▸ Records from a data collection:

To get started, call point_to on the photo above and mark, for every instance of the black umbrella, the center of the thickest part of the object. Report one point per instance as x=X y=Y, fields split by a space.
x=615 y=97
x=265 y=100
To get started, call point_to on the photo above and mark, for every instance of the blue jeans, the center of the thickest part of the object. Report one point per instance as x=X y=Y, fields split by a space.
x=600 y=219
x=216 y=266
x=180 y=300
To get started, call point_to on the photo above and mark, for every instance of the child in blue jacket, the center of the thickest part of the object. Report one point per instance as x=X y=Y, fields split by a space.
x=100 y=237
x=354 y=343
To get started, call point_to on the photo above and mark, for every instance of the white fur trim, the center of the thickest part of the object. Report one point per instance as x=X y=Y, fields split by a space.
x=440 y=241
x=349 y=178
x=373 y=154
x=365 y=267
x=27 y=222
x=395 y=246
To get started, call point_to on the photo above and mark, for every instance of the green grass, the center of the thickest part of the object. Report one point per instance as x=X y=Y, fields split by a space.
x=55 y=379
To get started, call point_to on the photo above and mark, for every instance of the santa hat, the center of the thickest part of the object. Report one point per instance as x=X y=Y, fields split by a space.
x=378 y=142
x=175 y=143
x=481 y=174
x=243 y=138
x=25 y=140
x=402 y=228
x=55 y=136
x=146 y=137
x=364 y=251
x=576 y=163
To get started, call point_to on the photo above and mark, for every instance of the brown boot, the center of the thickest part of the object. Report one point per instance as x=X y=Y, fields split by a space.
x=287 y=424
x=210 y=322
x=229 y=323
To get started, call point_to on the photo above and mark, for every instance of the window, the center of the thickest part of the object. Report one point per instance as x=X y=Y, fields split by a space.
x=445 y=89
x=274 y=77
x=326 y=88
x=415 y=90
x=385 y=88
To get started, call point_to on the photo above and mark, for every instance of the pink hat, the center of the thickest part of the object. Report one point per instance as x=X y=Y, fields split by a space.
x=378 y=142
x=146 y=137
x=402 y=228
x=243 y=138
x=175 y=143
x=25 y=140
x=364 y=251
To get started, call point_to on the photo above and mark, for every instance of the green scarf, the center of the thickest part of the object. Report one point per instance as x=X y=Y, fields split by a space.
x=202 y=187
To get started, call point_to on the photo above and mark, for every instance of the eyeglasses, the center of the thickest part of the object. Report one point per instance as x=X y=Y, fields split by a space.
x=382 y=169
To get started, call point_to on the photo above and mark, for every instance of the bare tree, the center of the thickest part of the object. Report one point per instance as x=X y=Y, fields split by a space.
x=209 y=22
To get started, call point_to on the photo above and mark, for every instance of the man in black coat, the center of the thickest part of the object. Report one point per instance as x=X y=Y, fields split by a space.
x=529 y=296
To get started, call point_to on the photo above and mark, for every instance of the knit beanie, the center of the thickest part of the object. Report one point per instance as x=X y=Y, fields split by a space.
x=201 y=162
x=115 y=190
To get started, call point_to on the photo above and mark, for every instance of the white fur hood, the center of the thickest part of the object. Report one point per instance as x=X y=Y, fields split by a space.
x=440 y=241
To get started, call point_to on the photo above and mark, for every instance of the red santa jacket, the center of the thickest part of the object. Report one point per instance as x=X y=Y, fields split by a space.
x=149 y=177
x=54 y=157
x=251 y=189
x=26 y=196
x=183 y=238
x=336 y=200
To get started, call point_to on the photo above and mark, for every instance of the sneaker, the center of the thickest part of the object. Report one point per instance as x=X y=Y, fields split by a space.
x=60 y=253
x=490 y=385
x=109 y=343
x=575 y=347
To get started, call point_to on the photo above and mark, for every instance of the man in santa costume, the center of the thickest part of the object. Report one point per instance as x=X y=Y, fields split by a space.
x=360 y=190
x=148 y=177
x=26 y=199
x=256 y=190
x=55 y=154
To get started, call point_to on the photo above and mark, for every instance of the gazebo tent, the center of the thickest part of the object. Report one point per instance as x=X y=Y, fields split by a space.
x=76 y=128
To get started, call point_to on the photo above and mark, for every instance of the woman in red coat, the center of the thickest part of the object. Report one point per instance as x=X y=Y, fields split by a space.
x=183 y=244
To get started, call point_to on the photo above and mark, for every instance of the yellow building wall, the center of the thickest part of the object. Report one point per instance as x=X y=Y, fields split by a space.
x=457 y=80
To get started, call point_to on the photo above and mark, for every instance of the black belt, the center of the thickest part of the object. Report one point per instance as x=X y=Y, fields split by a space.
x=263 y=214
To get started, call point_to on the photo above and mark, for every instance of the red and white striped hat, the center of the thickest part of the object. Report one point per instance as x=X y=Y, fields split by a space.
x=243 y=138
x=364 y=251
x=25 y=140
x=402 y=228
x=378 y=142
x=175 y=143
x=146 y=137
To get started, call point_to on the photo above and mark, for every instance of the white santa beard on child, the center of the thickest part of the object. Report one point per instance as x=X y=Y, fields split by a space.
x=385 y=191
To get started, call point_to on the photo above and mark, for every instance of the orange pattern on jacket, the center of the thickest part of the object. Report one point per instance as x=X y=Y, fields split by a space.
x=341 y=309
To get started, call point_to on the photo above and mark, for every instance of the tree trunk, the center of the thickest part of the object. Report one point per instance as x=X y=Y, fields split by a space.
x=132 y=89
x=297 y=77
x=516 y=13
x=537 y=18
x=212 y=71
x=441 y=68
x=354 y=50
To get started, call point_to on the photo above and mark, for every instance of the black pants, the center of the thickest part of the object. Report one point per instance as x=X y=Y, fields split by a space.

▸ Problem to work on: Please output the complete data exactly.

▸ Exercise response:
To get started, call point_to on the photo above and mark, for every instance of the black umbrella, the center of the thickest part of the object. Report one point per instance as x=X y=Y, fields split by a space.
x=615 y=97
x=265 y=100
To get started, call point_to on the photo above and mark, for every instance of the blue jeans, the center of the thickest part of the object. Report one point per instance as x=X y=Y, fields split by a space.
x=600 y=219
x=216 y=266
x=180 y=300
To get started, call point_to on the photo above and mark, for every instance of the child in blue jacket, the center of the thickest part of the object. Report one point per instance as x=X y=Y, fields split by a space.
x=100 y=237
x=354 y=343
To get started, call point_to on the photo above and mark, for every instance of the white fur trim, the center of the thickest part of the object. Report one point per instance as x=X y=Y, fields split by a space.
x=440 y=241
x=349 y=178
x=373 y=154
x=365 y=267
x=27 y=222
x=395 y=246
To get started, call point_to on the photo above and mark, for every instance of the green grass, the center of the thickest part of the object. Report one point per instance as x=X y=Y, fields split by a space.
x=55 y=379
To get started, call point_to on the photo above and mark, for every instance of the santa hat, the center of the thickest part of the object. Report one point per instance as x=X y=Y, fields split by a space.
x=378 y=142
x=175 y=143
x=481 y=174
x=243 y=138
x=25 y=140
x=402 y=228
x=55 y=136
x=146 y=137
x=364 y=251
x=576 y=163
To get started, call point_to on the photo above and mark, for every instance of the brown boot, the center of the thickest part of the object. Report one point per instance as x=X y=Y, fields split by a space.
x=287 y=424
x=210 y=322
x=229 y=323
To get started, call point_to on the photo above and mark, for every instance of the window, the center of the thickest part of the object. Report one point per instance as x=X y=Y, fields split by a space.
x=445 y=89
x=274 y=77
x=326 y=88
x=415 y=90
x=385 y=88
To get started, call point_to on the photo above and mark, for every instance of the pink hat, the center of the thickest part of the object. Report one point per instance as x=X y=Y, fields split by a space.
x=378 y=142
x=146 y=137
x=402 y=228
x=243 y=138
x=175 y=143
x=25 y=140
x=364 y=251
To get started, call point_to on the photo above and mark, for every instance of the green scarf, the center of the thickest part of the object. Report one point per instance as x=X y=Y, fields split by a space.
x=202 y=187
To get started, call point_to on the photo above and mark, for every instance of the eyeglasses, the center of the thickest part of the object. Report one point per instance as x=X y=Y, fields split by a space.
x=382 y=169
To get started, call point_to on the photo above and mark, for every instance of the bare tree, the center of the thickest part of the object. Report one point per instance as x=X y=Y, fields split by a space.
x=209 y=22
To get started, call point_to on the photo above and mark, for every instance of the man in black coat, the center of the thickest part of the object. Report one point per instance as x=X y=Y, fields split by a space.
x=529 y=296
To get started, call point_to on the photo above and mark, for every instance of the knit beanie, the center of the thickest part of the object. Report one point per instance as x=X y=Y, fields split by a space.
x=201 y=162
x=115 y=190
To get started, call point_to on the photo above and mark, for every instance of the white fur hood, the center of the thickest part of the object. Report one point per instance as x=X y=Y, fields split by a space.
x=440 y=241
To get started, call point_to on the photo above and mark, for every instance of the red santa jacket, the center of the thickest part of the object. Report one point per instance as x=X y=Y, fields split by a space.
x=149 y=177
x=54 y=157
x=251 y=189
x=26 y=196
x=183 y=238
x=336 y=200
To get started, call point_to on the photo above and mark, for every instance of the sneaker, the center of the thickest part of the object. Report one point per instance as x=X y=Y, fields split by a space.
x=60 y=253
x=490 y=385
x=109 y=343
x=575 y=347
To get started, call point_to on the photo above and mark, for every instance of the man in santa costume, the center of the thickest part of the object. Report one point per instance as x=X y=Y, fields split by a space.
x=360 y=190
x=148 y=177
x=26 y=199
x=256 y=190
x=55 y=154
To get started, call point_to on the photo above and mark, for every instance of the gazebo tent, the center of the thickest part of the object. Report one point per instance as x=X y=Y, fields split by a space.
x=76 y=128
To get started, call point_to on the photo above and mark, for every instance of the woman in red coat, the center of the thickest part of the object. Report one point per instance as x=X y=Y, fields split by a space.
x=183 y=244
To get started, call point_to on the photo above and mark, for every instance of the yellow building wall, the center of the thickest part of the object. Report one point per instance as x=X y=Y, fields split by a space.
x=457 y=80
To get started, call point_to on the photo above and mark, for every instance of the black belt, the center of the thickest part of the object. Report one point per instance as x=X y=Y, fields split by a space.
x=263 y=214
To get started, call point_to on the photo above and mark, for every instance of the red and white striped hat, the center of the thickest part of the object. Report one point per instance as x=X y=Y, fields split by a space.
x=243 y=138
x=364 y=251
x=25 y=140
x=402 y=228
x=378 y=142
x=175 y=143
x=146 y=137
To get started, call point_to on the photo above and mark, for every instance of the white santa beard on child, the center of the thickest part of the object. Report one point per instance as x=X y=Y, fields split by a space.
x=385 y=191
To get started, call point_to on the photo above and mark, for every instance of the orange pattern on jacket, the center of the thickest part of the object. Report one point per instance as x=X y=Y, fields split by a space.
x=341 y=309
To get started, call point_to on the photo above and mark, for every instance of the tree trunk, the center of the thickest part of the object. Report one point per instance as x=X y=Y, fields split by a space.
x=132 y=89
x=297 y=77
x=516 y=13
x=537 y=18
x=212 y=71
x=441 y=68
x=354 y=50
To get started, call point_to on the photo above and mark, for every instance of the black pants, the center of the thickest part of the object. Report one point per instance as x=X y=Y, fields split by a space.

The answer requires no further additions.